**Description of the task**
Can you transcribe every line of the data below without changing a single character?

** Start Given information **

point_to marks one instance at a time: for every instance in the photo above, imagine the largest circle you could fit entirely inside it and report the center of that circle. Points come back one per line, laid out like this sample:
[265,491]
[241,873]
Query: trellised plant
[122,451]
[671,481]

** End Given information **

**Task output**
point_to marks one instance at a time: for every instance in the photo above, imagine the largest circle you could fit entirely inside it and report the center of that circle. Points come back one per line, laid out like this sample:
[265,491]
[241,873]
Query: trellised plant
[122,451]
[671,481]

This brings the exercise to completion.